[The task]: Write out the entries exactly, pictures excluded.

Data extracted from a collection:
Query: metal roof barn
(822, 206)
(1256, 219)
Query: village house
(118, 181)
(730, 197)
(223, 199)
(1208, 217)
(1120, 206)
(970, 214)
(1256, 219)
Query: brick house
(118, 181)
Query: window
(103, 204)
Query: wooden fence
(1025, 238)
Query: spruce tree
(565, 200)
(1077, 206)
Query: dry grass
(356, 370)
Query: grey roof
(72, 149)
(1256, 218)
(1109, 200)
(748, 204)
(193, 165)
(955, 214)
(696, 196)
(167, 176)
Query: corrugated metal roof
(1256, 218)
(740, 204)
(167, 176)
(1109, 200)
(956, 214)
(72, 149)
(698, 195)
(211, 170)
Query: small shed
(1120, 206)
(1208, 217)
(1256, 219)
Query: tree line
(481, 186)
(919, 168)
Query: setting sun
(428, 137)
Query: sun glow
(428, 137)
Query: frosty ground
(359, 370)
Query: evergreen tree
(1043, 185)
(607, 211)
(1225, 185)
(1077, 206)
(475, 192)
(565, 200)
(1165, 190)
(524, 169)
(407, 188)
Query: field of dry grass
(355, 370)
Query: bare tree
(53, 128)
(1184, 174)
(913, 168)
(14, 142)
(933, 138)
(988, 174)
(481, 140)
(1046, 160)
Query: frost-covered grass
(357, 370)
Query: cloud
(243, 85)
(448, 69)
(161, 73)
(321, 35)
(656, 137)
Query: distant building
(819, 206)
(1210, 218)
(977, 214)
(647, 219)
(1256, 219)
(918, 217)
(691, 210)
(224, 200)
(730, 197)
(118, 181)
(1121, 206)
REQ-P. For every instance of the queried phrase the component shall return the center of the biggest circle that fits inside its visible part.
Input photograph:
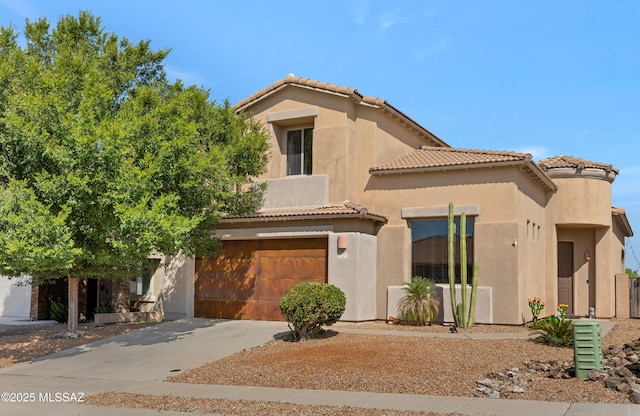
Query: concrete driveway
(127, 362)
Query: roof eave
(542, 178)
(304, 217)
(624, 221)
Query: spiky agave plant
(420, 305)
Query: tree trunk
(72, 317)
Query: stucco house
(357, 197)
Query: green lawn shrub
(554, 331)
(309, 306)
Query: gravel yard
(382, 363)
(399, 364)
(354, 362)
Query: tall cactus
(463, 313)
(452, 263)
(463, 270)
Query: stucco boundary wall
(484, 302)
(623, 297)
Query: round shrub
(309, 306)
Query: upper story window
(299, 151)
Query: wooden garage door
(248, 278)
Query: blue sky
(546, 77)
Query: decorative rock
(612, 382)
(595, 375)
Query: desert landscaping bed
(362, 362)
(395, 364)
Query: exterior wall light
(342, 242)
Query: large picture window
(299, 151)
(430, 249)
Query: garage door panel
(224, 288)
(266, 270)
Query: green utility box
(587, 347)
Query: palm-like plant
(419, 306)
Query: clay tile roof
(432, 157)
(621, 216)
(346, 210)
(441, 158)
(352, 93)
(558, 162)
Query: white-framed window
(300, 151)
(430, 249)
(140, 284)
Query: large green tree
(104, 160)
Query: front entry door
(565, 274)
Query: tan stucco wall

[Task solution]:
Query: metal roof barn
(822, 206)
(1256, 219)
Query: village house
(118, 181)
(730, 197)
(223, 199)
(1208, 217)
(1120, 206)
(970, 214)
(1256, 219)
Query: brick house
(118, 181)
Query: window
(103, 204)
Query: wooden fence
(1025, 238)
Query: spruce tree
(565, 200)
(1077, 206)
Query: dry grass
(356, 370)
Query: grey roof
(72, 149)
(1256, 218)
(1109, 200)
(748, 204)
(193, 165)
(955, 214)
(696, 196)
(167, 176)
Query: corrugated metal roof
(1256, 218)
(740, 204)
(167, 176)
(1109, 200)
(956, 214)
(72, 149)
(698, 195)
(211, 170)
Query: small shed
(1120, 206)
(1208, 217)
(1256, 219)
Query: tree line
(481, 186)
(919, 168)
Query: setting sun
(428, 137)
Query: sun glow
(428, 137)
Query: frosty ground
(359, 370)
Query: evergreen tree
(1043, 185)
(607, 211)
(1225, 185)
(1077, 206)
(475, 192)
(565, 200)
(1165, 190)
(524, 169)
(407, 188)
Query: field of dry grass
(355, 370)
Query: bare tree
(53, 128)
(1184, 174)
(913, 168)
(14, 142)
(933, 138)
(988, 174)
(481, 140)
(1046, 160)
Query: frost-covered grass
(357, 370)
Query: cloud
(243, 85)
(448, 69)
(161, 73)
(321, 35)
(656, 137)
Query: distant building
(819, 206)
(1210, 218)
(977, 214)
(647, 219)
(1256, 219)
(918, 217)
(691, 210)
(224, 200)
(730, 197)
(118, 181)
(1121, 206)
REQ-P. For every instance of the queried phrase the component shall return the center of the biggest circle that fits inside its visible part.
Input photograph:
Query: concrete driveway
(127, 362)
Query: roof eave
(542, 178)
(304, 217)
(624, 221)
Query: spiky agave plant
(420, 305)
Query: tree trunk
(72, 317)
Query: stucco house
(357, 197)
Query: green lawn shrub
(554, 331)
(309, 306)
Query: gravel yard
(382, 363)
(399, 364)
(354, 362)
Query: tall cactus
(463, 313)
(452, 263)
(463, 270)
Query: stucco boundary wall
(484, 302)
(623, 297)
Query: round shrub
(309, 306)
Query: upper story window
(299, 151)
Query: wooden garage door
(248, 278)
Query: blue sky
(546, 77)
Query: decorative rock
(612, 382)
(595, 375)
Query: desert landscaping bed
(362, 362)
(395, 364)
Query: exterior wall light
(342, 242)
Query: large picture window
(299, 151)
(430, 249)
Query: garage door panel
(224, 288)
(266, 270)
Query: green utility box
(587, 347)
Query: palm-like plant
(419, 306)
Query: clay tile roof
(432, 157)
(621, 216)
(346, 210)
(441, 158)
(352, 93)
(558, 162)
Query: white-framed window
(300, 151)
(430, 249)
(140, 284)
Query: large green tree
(104, 160)
Query: front entry door
(565, 274)
Query: tan stucco wall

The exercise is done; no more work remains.